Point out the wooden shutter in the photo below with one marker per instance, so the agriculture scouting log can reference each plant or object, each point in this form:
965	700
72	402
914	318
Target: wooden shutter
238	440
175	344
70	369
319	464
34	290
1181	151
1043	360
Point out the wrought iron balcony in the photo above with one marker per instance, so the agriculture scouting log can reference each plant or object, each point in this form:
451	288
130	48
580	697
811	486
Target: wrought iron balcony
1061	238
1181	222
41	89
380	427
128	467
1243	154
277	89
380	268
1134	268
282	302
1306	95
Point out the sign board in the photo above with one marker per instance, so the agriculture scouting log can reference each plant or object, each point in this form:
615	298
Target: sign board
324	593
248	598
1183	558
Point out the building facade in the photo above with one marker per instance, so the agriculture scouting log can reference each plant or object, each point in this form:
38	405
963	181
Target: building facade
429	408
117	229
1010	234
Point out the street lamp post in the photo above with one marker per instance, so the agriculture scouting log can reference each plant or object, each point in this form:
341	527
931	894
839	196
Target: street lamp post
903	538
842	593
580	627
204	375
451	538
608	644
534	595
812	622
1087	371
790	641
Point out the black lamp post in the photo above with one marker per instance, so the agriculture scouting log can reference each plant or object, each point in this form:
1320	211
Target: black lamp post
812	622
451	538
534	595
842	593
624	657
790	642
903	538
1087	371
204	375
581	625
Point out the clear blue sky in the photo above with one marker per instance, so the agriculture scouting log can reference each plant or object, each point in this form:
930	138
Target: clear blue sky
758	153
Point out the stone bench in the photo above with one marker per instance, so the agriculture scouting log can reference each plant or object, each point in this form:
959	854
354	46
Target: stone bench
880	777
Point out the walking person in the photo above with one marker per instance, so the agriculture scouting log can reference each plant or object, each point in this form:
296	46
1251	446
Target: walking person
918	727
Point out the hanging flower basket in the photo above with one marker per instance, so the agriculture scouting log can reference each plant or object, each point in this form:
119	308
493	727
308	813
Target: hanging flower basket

▸ AIM
Write out again the lines from the one containing "Point out the street" through the last line, both included, keeping every line and scaling each point coordinate in the answers by 0.55, rounded to a whole number with halves going up. All other numbers stay as they are.

▸ FINAL RESULT
Point out the street lamp post in the photo above with one marker per instance, so the agriculture scouting log can reference each plant or object, each point in this form:
341	527
931	894
839	196
Target: street lamp post
497	296
463	326
319	345
112	206
248	296
334	354
294	327
447	342
598	204
435	353
Point out the black lamp post in the photo above with one marker per instance, so the agriculture scouting log can reference each plant or object, each point in this form:
1320	211
Target: black lamp post
447	342
248	296
294	327
463	326
343	361
435	353
497	296
598	204
112	206
320	344
Point out the clear blue sky in the photo above with one marker per instance, so the agriculture scouting log can reference each plant or object, each point in this form:
930	138
Target: clear blue sky
417	84
Point out the stone bench in the photo above with one marker per instance, so the agriculture scouting log can reference each plant or object, each point in this form:
959	854
354	46
Target: stone bench
484	427
Point out the walking person in the photo above with one marker per instance, so the agriculture scouting log can reference each plant or object, each point in this form:
296	46
1251	446
Target: walking person
505	400
Point out the hanging flower basket in the photo above with one marker per instance, so the agriculture scouting log can reference each plant or object, each point in this form:
119	308
493	727
308	813
Target: hanging flower basket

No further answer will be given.